Give the heading of each numbered point in the article about returning to the office.

SUPPLIED PASSAGE >>
——————

Are We Ever Going Back to the Office?

The pandemic forced companies across the country to switch to fully remote work overnight. While teleworking has allowed many to cut back on commute time and connect with their families, it undoubtedly has its tradeoffs. Opinions on remote work vary depending on who you ask — some enjoyed the change, some didn’t. Will people ever go back to the office?

It may seem as if the coronavirus pandemic means the end of the office, but this may not be the case. Offices are expected to remain essential, as they provide unique benefits, namely culture and collaboration, that are difficult to achieve at home. A physical space that brings people together helps to boost both performance and creativity while also showcasing a company’s culture. Tech giants are not the only ones who use their office space as a way to attract and retain top talent. Furthermore, technology struggles to replicate face-to-face interactions, such as mentoring and managing.

The Future of Work

Working from home has clear benefits; it provides employees with more flexible hours and removes the dreaded commute. For many, however, homes are suboptimal office spaces, full of distractions and lacking privacy. It remains unclear to what degree COVID-19 will impact the workplace for the long-term, but one thing is clear: work will never look the same. What have leaders learned from this large-scale remote work experiment?

  1. Shifting Mindset: Businesses initially transitioned to remote because they had no choice. Business leaders who had doubts about remote work before might have had a change of heart after experiencing the benefits firsthand. Likewise, leaders under pressure are learning to be flexible and pivot quickly when things don’t work out.
  2. New Attitude Towards Funding: Funding that might have once seemed extravagant prior to the pandemic, particularly on technology, now are necessary business investments. The pandemic has reminded companies that they need to be flexible, nimble-witted, and open to change.
  3. Location Flexibility: The lack of commuting is one of the most popular benefits of remote work. As a result, offices may reconsider locations — relocating from a hyperconnected city to a more livable suburb. For the companies that are able to work and communicate effectively remotely, it has removed the geography barrier on talent. With remote work, companies are able to hire top talent from around the globe, not a specific metropolitan area.

While COVID-19 has prompted many to rethink how they work, remote work comes with its inevitable challenges. We have seen that not everyone can work from home. There is inconclusive evidence on the difference in productivity at the office versus at home, and both positions are equally valid. Ultimately the future of companies depends on its leader’s own experience with and their opinion on remote work.

——————

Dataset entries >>
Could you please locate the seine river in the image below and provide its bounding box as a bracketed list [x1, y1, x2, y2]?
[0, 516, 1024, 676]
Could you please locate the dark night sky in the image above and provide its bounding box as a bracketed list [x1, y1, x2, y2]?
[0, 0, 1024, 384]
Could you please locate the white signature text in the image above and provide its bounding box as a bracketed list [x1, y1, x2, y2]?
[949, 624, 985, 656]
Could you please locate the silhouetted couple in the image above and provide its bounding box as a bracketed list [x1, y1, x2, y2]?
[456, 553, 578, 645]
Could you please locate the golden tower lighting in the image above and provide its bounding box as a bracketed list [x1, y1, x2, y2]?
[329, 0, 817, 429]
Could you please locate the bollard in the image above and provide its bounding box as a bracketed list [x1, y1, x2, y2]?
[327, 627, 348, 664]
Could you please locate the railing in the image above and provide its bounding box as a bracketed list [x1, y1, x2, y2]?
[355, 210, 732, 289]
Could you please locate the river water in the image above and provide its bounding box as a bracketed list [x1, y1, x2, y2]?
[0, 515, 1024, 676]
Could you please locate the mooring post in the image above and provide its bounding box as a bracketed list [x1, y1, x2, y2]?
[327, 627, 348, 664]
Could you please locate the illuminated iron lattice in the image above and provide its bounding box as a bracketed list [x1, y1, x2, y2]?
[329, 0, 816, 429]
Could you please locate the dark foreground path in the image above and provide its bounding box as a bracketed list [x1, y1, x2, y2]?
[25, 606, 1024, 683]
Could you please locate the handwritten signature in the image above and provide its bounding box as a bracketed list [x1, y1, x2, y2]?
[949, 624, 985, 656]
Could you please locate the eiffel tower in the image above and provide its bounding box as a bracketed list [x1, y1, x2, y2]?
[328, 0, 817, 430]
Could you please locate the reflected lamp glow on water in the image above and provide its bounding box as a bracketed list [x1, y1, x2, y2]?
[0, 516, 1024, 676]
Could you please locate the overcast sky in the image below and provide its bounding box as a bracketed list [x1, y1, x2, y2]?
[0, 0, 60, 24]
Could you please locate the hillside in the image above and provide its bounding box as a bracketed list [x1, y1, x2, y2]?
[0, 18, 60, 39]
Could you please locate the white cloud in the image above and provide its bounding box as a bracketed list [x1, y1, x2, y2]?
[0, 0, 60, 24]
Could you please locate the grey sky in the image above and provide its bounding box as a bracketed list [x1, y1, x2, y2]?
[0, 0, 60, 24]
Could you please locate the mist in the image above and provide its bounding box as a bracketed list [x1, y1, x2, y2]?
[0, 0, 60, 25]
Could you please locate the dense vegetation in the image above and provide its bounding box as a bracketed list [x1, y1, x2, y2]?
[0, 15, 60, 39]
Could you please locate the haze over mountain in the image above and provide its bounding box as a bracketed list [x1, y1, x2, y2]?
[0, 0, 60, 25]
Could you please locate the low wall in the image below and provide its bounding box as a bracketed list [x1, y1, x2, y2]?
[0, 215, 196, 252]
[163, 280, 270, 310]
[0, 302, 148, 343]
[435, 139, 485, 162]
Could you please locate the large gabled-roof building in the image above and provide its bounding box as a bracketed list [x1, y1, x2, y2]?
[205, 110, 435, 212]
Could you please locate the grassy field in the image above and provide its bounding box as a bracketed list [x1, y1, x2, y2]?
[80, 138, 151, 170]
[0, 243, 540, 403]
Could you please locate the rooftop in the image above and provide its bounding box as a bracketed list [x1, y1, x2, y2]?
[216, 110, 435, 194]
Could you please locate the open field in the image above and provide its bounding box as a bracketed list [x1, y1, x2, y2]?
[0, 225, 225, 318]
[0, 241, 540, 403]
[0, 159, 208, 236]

——————

REPLY >>
Shifting Mindset
New Attitude Towards Funding
Location Flexibility